- **Reading passage**:

If there was no romance on the big screen, commercial Hindi cinema wouldn't really exist. After all, can you go back and forth in time and watch Hindi films, expecting that none of them would have heroes and heroines who run around trees and lip-synch romantic numbers? In fact, can you point to a war movie that doesn't have soldiers romancing wives or girlfriends? Clearly, such romance as we know it wasn't of Yash Chopra's invention. Yet he became the torchbearer non pareil of an old cinematic tradition, and left us with variations we now mostly attribute to him.
Known for looking beyond stereotypes, with films like Dharmaputra (1969), that dealt with subjects like religious bigotry and communalism, Chopra's most path-breaking choice of subject was Lamhe, an acclaimed film on a teenager's love for a man old enough to be her father. Critics applauded Chopra's intrepid approach and Sridevi's fantastic performance, and declared the film to be way ahead of its time. But then, Indian cinema's very roots lie in artistes' decision to do away with dogmatic conventions. India's first big screen actors chose the profession in the face of great social ostracism. Among the most popular reformist films made in the 1930s was Achhut Kanya, in which the focus is firmly on the romance between an untouchable girl (played by Devika Rani) and a Brahmin boy (essayed by Ashok Kumar). Thematically speaking, this film was far ahead of its time compared to Lamhe. Which is one way of saying, that Chopra, even at his daring best, really didn't trigger any thought revolutions.

- **Entries supplied**:

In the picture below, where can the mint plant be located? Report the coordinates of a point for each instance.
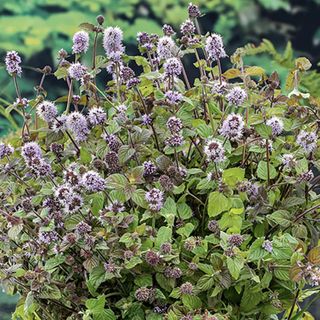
(160, 196)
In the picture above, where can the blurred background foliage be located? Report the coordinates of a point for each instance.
(37, 29)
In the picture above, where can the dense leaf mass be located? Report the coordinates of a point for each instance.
(156, 198)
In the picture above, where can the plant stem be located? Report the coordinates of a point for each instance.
(268, 161)
(293, 304)
(146, 111)
(185, 75)
(69, 81)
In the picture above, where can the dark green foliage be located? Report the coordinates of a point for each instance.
(221, 223)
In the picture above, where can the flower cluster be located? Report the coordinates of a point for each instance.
(12, 62)
(160, 195)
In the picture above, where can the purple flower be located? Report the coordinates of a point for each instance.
(12, 62)
(77, 123)
(71, 175)
(31, 150)
(60, 123)
(219, 88)
(116, 207)
(73, 203)
(112, 41)
(96, 116)
(166, 248)
(213, 226)
(112, 161)
(232, 127)
(214, 47)
(93, 182)
(236, 96)
(146, 119)
(289, 161)
(80, 42)
(77, 71)
(154, 198)
(174, 124)
(152, 258)
(47, 111)
(267, 245)
(307, 140)
(186, 288)
(235, 240)
(167, 30)
(149, 168)
(126, 73)
(172, 67)
(143, 294)
(174, 273)
(187, 27)
(82, 228)
(143, 38)
(306, 176)
(276, 125)
(48, 237)
(166, 183)
(110, 266)
(175, 140)
(214, 151)
(113, 142)
(133, 82)
(193, 11)
(5, 150)
(63, 192)
(173, 97)
(41, 167)
(166, 48)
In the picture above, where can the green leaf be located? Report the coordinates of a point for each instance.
(232, 176)
(164, 235)
(51, 292)
(138, 197)
(97, 203)
(85, 156)
(96, 277)
(231, 222)
(125, 153)
(96, 305)
(256, 252)
(262, 170)
(144, 280)
(235, 265)
(205, 283)
(54, 262)
(191, 302)
(186, 230)
(217, 203)
(249, 299)
(116, 181)
(263, 130)
(184, 211)
(281, 217)
(303, 64)
(314, 255)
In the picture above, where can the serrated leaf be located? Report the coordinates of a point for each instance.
(262, 170)
(314, 255)
(232, 73)
(217, 204)
(191, 302)
(54, 262)
(232, 176)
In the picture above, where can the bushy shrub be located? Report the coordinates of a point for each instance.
(159, 198)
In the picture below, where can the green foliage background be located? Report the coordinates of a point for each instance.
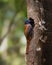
(16, 43)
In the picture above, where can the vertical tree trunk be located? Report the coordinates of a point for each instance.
(34, 56)
(4, 43)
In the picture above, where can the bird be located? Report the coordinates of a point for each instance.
(28, 31)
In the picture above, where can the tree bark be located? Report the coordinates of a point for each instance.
(34, 56)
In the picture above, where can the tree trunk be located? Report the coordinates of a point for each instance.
(34, 56)
(4, 43)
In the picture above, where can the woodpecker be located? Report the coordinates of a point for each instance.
(28, 31)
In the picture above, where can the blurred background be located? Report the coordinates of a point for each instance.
(12, 40)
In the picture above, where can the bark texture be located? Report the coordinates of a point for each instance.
(35, 11)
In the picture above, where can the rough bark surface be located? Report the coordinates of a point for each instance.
(34, 57)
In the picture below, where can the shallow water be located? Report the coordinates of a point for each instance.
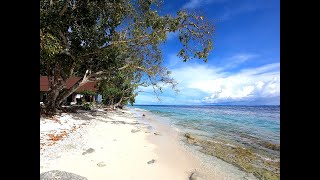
(250, 134)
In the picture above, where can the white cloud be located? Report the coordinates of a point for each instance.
(238, 59)
(222, 86)
(197, 3)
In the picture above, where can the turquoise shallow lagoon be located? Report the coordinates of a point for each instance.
(246, 136)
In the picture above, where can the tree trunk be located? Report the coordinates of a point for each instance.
(118, 103)
(57, 94)
(50, 102)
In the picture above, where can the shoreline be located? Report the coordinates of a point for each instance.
(123, 145)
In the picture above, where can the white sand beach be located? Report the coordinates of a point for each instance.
(116, 145)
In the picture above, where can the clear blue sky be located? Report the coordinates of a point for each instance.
(243, 68)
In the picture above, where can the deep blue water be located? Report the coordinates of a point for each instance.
(242, 125)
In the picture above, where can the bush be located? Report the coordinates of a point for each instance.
(87, 106)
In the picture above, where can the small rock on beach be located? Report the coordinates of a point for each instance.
(90, 150)
(152, 161)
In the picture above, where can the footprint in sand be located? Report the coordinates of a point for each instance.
(101, 164)
(151, 162)
(90, 150)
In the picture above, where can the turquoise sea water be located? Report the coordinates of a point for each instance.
(252, 127)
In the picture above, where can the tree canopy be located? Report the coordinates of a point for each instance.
(105, 39)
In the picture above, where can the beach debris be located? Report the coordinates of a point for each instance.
(101, 164)
(135, 130)
(195, 176)
(189, 136)
(62, 175)
(151, 162)
(90, 150)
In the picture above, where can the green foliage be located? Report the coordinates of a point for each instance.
(103, 40)
(88, 106)
(88, 93)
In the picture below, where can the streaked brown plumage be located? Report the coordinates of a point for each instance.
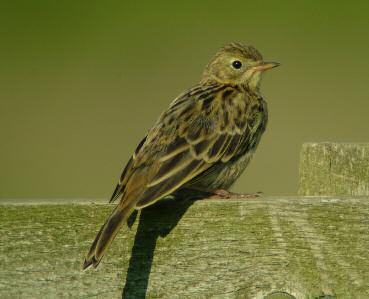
(203, 141)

- **Written task 1**: Name every person the Yash Chopra passage mentions by name.
- **Written task 2**: Reproduce the part of the Yash Chopra passage that opens with the words containing "If there was" and closes with "attribute to him.".
- **Written task 3**: According to the Yash Chopra passage, who played the untouchable girl in Achhut Kanya?

- **Task solution 1**: Yash Chopra, Sridevi, Devika Rani, Ashok Kumar

- **Task solution 2**:
If there was no romance on the big screen, commercial Hindi cinema wouldn't really exist. After all, can you go back and forth in time and watch Hindi films, expecting that none of them would have heroes and heroines who run around trees and lip-synch romantic numbers? In fact, can you point to a war movie that doesn't have soldiers romancing wives or girlfriends? Clearly, such romance as we know it wasn't of Yash Chopra's invention. Yet he became the torchbearer non pareil of an old cinematic tradition, and left us with variations we now mostly attribute to him.

- **Task solution 3**: Devika Rani